— start EXTRACTED INFORMATION —
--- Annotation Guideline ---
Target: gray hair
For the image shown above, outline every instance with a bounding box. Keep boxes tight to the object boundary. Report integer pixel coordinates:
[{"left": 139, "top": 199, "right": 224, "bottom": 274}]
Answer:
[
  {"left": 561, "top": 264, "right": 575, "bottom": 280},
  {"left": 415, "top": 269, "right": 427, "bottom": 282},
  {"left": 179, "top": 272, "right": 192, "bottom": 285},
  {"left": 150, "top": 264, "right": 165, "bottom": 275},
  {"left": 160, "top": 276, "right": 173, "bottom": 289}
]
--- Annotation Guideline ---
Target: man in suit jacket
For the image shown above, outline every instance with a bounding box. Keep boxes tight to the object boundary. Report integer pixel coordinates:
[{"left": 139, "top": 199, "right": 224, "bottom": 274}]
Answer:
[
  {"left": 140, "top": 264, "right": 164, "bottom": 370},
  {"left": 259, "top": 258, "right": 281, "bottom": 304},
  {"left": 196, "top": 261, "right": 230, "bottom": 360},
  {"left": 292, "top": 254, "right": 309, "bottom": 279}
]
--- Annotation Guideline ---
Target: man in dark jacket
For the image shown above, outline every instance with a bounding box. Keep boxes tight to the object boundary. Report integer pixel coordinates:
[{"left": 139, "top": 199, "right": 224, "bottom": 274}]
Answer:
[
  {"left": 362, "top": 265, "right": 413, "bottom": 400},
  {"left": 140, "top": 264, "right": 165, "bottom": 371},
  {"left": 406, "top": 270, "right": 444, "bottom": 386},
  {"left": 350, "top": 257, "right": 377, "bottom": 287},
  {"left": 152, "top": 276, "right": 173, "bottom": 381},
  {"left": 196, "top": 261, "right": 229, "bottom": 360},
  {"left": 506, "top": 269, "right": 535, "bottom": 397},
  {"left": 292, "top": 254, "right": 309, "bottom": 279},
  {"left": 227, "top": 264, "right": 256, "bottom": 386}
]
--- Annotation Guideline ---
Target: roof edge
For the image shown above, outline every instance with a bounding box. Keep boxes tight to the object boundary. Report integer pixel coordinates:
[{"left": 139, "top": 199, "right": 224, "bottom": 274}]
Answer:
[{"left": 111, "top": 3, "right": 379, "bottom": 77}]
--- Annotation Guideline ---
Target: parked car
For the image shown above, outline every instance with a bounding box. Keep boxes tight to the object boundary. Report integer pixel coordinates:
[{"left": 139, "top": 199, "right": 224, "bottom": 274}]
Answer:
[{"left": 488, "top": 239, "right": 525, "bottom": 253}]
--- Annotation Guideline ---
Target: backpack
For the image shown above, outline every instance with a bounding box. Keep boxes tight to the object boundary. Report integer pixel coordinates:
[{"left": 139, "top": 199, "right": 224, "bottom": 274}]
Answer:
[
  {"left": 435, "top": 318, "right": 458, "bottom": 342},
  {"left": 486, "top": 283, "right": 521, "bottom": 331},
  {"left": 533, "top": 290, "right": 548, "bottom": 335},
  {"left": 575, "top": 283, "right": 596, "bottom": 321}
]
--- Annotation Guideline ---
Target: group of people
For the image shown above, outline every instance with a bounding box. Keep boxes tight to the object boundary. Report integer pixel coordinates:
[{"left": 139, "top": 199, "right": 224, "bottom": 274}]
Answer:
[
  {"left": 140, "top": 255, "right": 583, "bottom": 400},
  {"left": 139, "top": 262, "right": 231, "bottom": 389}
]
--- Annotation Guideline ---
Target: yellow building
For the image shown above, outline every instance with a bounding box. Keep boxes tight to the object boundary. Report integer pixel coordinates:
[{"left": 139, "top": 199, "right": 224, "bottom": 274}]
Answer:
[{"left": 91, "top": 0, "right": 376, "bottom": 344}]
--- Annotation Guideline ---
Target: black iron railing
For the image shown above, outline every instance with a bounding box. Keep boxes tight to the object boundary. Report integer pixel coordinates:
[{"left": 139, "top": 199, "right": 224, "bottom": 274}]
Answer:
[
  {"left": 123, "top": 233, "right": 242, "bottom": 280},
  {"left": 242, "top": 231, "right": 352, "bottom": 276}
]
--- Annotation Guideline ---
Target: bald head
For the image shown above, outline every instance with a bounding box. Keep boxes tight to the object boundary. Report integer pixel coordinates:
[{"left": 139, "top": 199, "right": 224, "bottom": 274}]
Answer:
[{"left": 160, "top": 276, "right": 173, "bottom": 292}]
— end EXTRACTED INFORMATION —
[REQUEST]: Find each line in the entries above that contains the word "Target", and copy those lines.

[OUTPUT]:
Target: gray hair
Target: man in suit jacket
Target: man in dark jacket
Target: roof edge
Target: parked car
Target: backpack
Target: group of people
Target: yellow building
Target: black iron railing
Target: bald head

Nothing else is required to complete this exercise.